The prediction residual or prediction error is also known as the
innovation sequence and is used at the receiver as the excitation
input to the prediction filters to reconstruct the speech signal.
Each sample of the reconstructed speech signal is produced by
adding the received signal to the predicted estimate of the present
sample. For each successive speech frame, the innovation sequence
and updated filter parameters are communicated to the receiver
decoder.
[0005] The innovation sequence is typically encoded using codebook
encoding. In codebook encoding, each possible innovation sequence
is stored as an entry in a codebook and each is represented by an
index. The transmitter and receiver both have the same codebook
contents. To communicate given innovation sequence, the index for
that innovation sequence in the transmitter codebook is transmitted
to the receiver. At the receiver, the received index is used to
look up the desired innovation sequence in the receiver codebook
for use as the excitation sequence to the time varying digital
filters.
[0006] The task of the CELP encoder is to generate the time varying
filter coefficients and the innovation sequence in real time. The
difficulty of rapidly selecting the best innovation sequence from a
set of possible innovation sequences for each frame of speech is an
impediment to commercial achievement of real time CELP based
systems, such as cellular telephone, voice mail and the like.
[0007] Both random and deterministic codebooks are known. Random
codebooks are used because the probability density function of the
prediction error samples has been shown to be nearly white Gaussian
random noise. However, random codebooks present a heavy
computational burden to select an innovation sequence from the
codebook at the encoder since the codebook must be exhaustively
searched.
[0008] To select an innovation sequence from the codebook of stored
innovation sequences, a given fidelity criterion is used. Each
innovation sequence is filtered through time varying linear
recursive filters to reconstruct (predict) the speech frame as it
would be reconstructed at the receiver. The predicted speech frame
using the candidate innovation sequence is compared with the
desired target speech frame (filtered through a perceptual
weighting filter) and the fidelity criterion is calculated. The
process is repeated for each stored innovation sequence. The
innovation sequence that maximizes the fidelity criterion function
is selected as the optimum innovation sequence, and an index
representing the selected optimum sequence is sent to the receiver,
along with other filter parameters.
[0009] At the receiver, the index is used to access the selected
innovation sequence, and, in conjunction with the other filter
parameters, to reconstruct the desired speech.
[0010] The central problem is how to select an optimum innovation
sequence from the codebook at the encoder within the constraints of
real time speech encoding and acceptable transmission delay. In a
random codebook, the innovation sequences are independently
generated random white Gaussian sequences. The computational burden
of performing an exhaustive search of all the innovation sequences
in the random code book is extremely high because each innovation
sequence must be passed through the prediction filters.

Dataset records
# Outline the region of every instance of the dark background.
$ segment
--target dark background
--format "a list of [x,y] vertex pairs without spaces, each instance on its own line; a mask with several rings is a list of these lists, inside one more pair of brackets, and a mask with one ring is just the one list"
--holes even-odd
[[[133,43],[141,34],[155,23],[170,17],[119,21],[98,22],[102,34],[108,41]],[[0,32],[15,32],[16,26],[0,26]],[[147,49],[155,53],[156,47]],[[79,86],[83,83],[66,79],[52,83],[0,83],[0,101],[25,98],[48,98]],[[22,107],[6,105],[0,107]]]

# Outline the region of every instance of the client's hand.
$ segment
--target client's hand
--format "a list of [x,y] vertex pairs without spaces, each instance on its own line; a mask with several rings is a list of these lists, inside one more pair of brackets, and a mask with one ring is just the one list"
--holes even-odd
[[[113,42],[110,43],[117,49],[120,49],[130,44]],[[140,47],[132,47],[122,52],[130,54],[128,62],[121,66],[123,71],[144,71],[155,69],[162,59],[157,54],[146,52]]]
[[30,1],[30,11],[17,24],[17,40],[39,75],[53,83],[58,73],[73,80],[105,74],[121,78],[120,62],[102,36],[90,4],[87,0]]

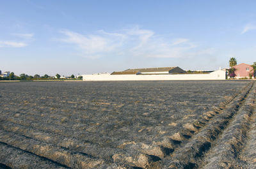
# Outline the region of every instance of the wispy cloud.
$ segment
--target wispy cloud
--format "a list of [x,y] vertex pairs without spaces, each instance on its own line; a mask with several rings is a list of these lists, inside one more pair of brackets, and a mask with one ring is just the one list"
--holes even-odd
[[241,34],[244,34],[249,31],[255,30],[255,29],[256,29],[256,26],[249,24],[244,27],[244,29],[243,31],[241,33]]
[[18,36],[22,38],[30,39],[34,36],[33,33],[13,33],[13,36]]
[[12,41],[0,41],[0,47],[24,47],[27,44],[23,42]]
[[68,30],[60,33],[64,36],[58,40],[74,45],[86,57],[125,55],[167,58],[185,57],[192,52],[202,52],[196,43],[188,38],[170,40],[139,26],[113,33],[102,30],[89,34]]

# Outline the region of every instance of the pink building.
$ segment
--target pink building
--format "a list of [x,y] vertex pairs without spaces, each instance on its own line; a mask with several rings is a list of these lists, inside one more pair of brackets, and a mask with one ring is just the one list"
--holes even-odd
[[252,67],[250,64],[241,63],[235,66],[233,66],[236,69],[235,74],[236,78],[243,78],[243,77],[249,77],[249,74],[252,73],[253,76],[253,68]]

## [THE TASKS]
#1 Extract every line of the dataset records above that contains the string "target", treating uppercase and lowercase as distinct.
#2 Write the next part of the passage on selecting innovation sequences from a codebook in CELP speech encoding, starting right after its final sentence.

## [RESULTS FOR THE EXERCISE]
#1
--target dark background
--target client's hand
--target wispy cloud
--target pink building

#2
[0011] One prior art solution to the problem of selecting an
innovation sequence is found in U.S. Pat. No. 4,797,925 in which
the adjacent codebook entries have a subset of elements in common.
In particular, each succeeding code sequence may be generated from
the previous code sequence by removing one or more elements from
the beginning of the previous sequence and adding one or more
elements to the end of the previous sequence. The filter response
to each succeeding code sequence is then generated from the filter
response to the preceding code sequence by subtracting the filter
response to the first samples and appending the filter response to
the added samples. Such overlapping codebook structure permits
accelerated calculation of the fidelity criterion.
[0012] Another prior art solution to the problem of rapidly
selecting an optimum innovation sequence is found in U.S. Pat. No.
4,817,157 in which the codebook of excitation vectors is derived
from a set of M basis vectors which are used to generate a set of
2.sup.M codebook excitation code vectors. The entire codebook of
2.sup.M possible excitation vectors is searched using the knowledge
of how the code vectors are generated from the basis vectors,
without having to generate and evaluate each of the individual code
vectors
SUMMARY
[0013] A receiver is used in decoding a received encoded signal.
The received encoded speech signal is encoded using excitation
linear prediction. The receiver receives the encoded speech signal.
The encoded speech signal comprises a code, a pitch lag and a line
spectral pair index. An innovation sequence is produced by
selecting a code from each of a plurality of codebooks based on the
code index. A line spectral pair quantization of a speech signal is
determined using the line spectral pair index. A pitch lag is
determined using the pitch lag index. A speech signal is
reconstructed using the produced innovation sequence, the
determined line spectral pair quantization and pitch lag.
BRIEF DESCRIPTION OF THE DRAWING(S)
[0014] FIG. 1 is a diagram of a CELP encoder utilizing a ternary
codebook in accordance with the present invention.
[0015] FIG. 2 is a block diagram of a CELP decoder utilizing a
ternary codebook in accordance with the present invention.
[0016] FIG. 3 is a flow diagram of an exhaustive search process for
finding an optimum codevector in accordance with the present
invention.
[0017] FIG. 4 is a flow diagram of a first sub-optimum search
process for finding a codevector in accordance with the present
invention.
[0018] FIG. 5 is a flow diagram of a second sub-optimum search
process for finding a codevector in accordance with the present
invention.
[0019] FIGS. 6A, 6B and 6C are graphical representations of a first
binary codevector, a second binary codevector, and a ternary
codevector, respectively.
DETAILED DESCRIPTION OF THE PREFERRED EMBODIMENT(S)
[0020] CELP Encoding
[0021] The CELP encoder of FIG. 1 includes an input terminal 10 for
receiving input speech samples which have been converted to digital
form. The CELP encoder represents the input speech samples as
digital parameters comprising an LSP index, a pitch lag and gain,
and a code index and gain, for digital multiplexing by transmitter
30 on communication channel 31.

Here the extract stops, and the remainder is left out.